Work to complete:
Report every line below that contains the word "table", copying each such line in full. Treat the match as case-sensitive.

Excerpts from point annotation data

☆ ☆ ☆ ☆ ☆ ☆ ☆

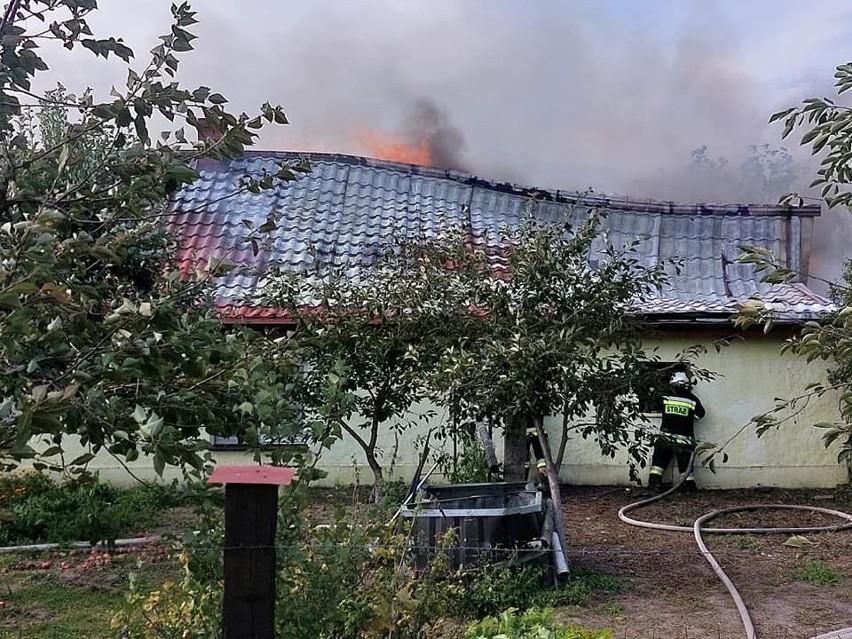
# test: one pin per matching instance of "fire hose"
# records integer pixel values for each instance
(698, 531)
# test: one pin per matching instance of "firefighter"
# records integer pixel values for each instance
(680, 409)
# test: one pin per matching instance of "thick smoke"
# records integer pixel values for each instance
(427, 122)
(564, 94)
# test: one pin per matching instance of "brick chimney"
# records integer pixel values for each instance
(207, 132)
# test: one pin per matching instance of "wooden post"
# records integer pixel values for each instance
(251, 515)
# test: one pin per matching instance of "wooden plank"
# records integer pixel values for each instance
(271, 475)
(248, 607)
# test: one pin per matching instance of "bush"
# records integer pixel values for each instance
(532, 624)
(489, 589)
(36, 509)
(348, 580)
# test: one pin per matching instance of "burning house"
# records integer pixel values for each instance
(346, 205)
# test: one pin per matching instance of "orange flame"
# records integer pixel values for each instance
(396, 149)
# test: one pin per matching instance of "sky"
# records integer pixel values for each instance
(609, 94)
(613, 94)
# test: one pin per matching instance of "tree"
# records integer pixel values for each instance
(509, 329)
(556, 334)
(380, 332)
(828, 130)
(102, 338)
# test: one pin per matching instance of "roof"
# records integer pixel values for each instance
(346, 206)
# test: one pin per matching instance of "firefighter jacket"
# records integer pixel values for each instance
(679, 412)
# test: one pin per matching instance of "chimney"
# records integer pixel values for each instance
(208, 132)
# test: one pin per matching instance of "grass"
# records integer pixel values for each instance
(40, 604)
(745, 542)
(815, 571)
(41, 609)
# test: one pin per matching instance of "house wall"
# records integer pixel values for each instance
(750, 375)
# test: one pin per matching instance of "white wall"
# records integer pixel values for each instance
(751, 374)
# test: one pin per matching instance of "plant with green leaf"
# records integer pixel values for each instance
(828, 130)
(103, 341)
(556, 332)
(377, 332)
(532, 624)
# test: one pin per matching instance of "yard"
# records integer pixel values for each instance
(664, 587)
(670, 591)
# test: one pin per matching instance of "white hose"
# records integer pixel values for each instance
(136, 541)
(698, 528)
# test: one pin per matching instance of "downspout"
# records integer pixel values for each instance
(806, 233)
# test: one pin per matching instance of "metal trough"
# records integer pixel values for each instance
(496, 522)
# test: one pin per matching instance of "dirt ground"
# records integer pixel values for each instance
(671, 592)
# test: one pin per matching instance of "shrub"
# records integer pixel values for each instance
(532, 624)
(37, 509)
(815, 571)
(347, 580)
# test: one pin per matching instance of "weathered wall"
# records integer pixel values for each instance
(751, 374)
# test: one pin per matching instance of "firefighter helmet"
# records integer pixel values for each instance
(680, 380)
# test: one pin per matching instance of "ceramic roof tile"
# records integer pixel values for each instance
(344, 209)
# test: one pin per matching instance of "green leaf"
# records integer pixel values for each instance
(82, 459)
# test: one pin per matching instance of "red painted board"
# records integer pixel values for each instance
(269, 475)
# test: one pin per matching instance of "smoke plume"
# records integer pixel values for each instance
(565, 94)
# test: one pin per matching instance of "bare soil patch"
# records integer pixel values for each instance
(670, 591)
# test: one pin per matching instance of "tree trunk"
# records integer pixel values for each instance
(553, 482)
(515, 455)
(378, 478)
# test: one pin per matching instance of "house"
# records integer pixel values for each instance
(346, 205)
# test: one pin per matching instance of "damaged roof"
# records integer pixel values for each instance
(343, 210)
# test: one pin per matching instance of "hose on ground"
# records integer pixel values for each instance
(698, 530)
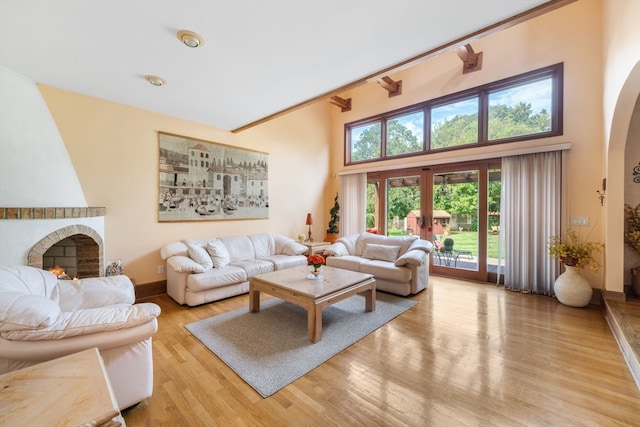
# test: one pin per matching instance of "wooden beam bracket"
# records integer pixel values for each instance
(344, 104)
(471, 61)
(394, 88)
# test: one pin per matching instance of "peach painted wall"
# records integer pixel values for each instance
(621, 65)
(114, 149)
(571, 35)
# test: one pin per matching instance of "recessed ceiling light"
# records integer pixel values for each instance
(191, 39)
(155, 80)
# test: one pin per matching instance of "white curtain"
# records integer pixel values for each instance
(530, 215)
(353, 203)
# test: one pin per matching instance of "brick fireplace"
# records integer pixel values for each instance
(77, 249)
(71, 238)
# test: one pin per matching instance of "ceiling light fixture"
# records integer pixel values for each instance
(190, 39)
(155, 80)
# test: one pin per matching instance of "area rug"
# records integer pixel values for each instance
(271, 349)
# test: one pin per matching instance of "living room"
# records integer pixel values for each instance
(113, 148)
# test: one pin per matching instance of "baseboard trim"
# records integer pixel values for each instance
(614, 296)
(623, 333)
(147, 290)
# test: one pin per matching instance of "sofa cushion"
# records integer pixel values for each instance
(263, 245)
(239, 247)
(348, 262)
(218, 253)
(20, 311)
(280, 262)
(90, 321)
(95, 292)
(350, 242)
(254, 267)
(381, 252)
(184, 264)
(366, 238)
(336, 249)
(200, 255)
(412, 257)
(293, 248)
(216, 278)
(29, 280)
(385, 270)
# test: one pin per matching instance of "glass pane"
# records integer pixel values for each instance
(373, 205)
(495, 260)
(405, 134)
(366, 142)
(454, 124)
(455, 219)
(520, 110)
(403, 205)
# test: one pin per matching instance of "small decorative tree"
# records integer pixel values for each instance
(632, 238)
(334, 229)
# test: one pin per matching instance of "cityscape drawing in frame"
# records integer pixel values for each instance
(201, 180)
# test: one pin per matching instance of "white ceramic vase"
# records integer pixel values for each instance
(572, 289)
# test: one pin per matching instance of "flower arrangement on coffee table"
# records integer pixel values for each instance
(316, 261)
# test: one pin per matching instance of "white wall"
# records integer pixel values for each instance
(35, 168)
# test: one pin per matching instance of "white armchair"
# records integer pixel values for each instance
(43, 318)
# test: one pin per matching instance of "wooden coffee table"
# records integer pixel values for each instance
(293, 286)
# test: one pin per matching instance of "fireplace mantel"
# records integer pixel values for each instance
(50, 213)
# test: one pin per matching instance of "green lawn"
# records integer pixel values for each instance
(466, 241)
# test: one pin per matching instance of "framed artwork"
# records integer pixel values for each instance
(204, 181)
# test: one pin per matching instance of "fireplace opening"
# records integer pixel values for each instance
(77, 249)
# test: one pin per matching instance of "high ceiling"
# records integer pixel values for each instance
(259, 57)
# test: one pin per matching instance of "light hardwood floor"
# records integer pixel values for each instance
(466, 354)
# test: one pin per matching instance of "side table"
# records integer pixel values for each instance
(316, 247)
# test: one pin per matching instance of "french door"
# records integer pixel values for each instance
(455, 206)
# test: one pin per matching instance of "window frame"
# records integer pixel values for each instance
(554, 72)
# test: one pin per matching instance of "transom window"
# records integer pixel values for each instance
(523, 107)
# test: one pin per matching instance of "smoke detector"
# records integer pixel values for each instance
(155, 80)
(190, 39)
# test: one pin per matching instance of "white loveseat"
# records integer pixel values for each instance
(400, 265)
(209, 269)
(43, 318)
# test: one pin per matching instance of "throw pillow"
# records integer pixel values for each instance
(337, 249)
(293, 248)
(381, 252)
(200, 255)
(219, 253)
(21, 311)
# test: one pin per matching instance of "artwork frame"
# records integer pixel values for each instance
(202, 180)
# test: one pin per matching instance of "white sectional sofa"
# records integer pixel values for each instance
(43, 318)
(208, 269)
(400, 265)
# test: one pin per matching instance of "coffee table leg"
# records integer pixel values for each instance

☆ ☆ ☆ ☆ ☆ ☆ ☆

Response to this exercise:
# test: one pin per matching instance of "flower arrangement on coffee table"
# test: one pin per matching instance of "wooden coffee table"
# test: one pin per matching instance of "side table"
# test: one pin per matching instance of "coffee table leg"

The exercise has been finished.